### What the exercise asks:
Produce as output only the lines below starting at the line with "Reviewer check: make sure each instance of the police" and continuing through the line with "Reviewer check: make sure each instance of the pedestrian", each one exactly as written.

### Available data:
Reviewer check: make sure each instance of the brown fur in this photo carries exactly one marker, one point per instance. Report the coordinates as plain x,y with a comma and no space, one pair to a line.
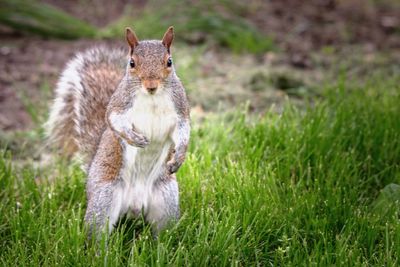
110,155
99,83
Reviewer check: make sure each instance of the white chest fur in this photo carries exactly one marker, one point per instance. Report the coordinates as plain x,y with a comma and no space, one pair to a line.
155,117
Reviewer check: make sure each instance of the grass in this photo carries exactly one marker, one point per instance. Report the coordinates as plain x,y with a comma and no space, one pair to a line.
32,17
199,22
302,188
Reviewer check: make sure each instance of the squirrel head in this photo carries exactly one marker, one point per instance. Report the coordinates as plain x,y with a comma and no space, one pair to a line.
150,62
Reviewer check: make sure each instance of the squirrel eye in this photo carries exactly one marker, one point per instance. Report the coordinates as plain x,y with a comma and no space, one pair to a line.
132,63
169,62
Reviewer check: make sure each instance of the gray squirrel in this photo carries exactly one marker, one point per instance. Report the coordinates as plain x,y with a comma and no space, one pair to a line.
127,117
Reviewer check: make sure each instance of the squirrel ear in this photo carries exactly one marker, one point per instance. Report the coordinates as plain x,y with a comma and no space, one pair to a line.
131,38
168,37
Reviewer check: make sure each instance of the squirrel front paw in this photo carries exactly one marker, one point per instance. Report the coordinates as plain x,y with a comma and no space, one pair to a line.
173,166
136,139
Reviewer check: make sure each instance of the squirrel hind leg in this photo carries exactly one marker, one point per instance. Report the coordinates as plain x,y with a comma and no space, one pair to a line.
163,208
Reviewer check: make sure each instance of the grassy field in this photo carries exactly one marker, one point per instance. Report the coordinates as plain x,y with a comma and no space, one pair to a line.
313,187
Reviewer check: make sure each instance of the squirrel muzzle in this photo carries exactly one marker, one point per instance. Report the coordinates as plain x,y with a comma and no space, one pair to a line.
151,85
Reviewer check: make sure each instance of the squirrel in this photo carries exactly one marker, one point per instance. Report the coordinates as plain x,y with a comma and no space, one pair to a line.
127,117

...

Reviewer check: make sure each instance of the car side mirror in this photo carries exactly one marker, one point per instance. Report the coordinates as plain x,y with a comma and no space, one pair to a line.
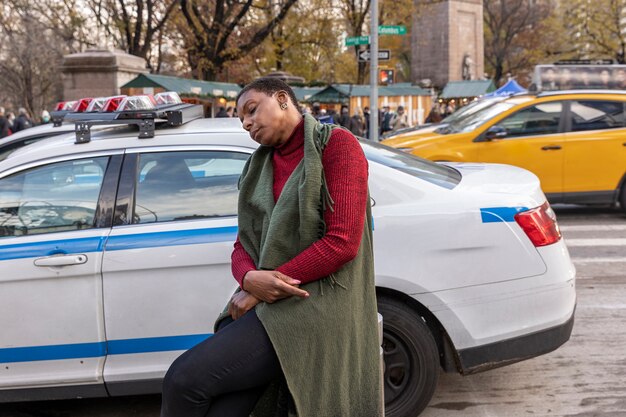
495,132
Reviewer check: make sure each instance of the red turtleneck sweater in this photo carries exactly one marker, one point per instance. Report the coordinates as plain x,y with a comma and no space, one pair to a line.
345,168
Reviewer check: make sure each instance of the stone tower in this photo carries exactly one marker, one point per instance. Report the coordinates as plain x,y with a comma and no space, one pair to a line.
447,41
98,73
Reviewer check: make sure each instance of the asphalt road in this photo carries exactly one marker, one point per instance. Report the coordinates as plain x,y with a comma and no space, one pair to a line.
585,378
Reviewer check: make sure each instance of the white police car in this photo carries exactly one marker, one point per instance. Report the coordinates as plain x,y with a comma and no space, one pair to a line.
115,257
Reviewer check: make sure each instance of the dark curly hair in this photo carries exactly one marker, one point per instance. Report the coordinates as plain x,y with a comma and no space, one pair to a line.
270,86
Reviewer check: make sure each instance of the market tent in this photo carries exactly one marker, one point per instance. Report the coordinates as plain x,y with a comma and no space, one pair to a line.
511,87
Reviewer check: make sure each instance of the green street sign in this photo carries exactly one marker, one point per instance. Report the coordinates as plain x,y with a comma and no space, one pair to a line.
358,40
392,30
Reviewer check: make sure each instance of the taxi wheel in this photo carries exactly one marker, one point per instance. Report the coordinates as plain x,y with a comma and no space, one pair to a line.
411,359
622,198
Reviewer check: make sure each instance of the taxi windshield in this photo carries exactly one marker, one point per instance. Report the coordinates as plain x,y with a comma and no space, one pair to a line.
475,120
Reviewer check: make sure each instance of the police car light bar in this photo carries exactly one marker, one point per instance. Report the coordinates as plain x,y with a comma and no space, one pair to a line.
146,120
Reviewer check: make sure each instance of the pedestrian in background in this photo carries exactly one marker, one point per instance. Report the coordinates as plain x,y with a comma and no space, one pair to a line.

### Written reply:
Reviewer check: make sure each instance of the police car light bar in this photo carries exactly one marker, one point per instance. Report the coordinates as plain x,y with a comma and no space, one pair to a line.
146,120
Reviewer check: make sure each instance of the pedestrian in background in this photo carries exactly one marker, one point per instance. Report the coordinates as plain x,y with a comma and no space, one pair to a line.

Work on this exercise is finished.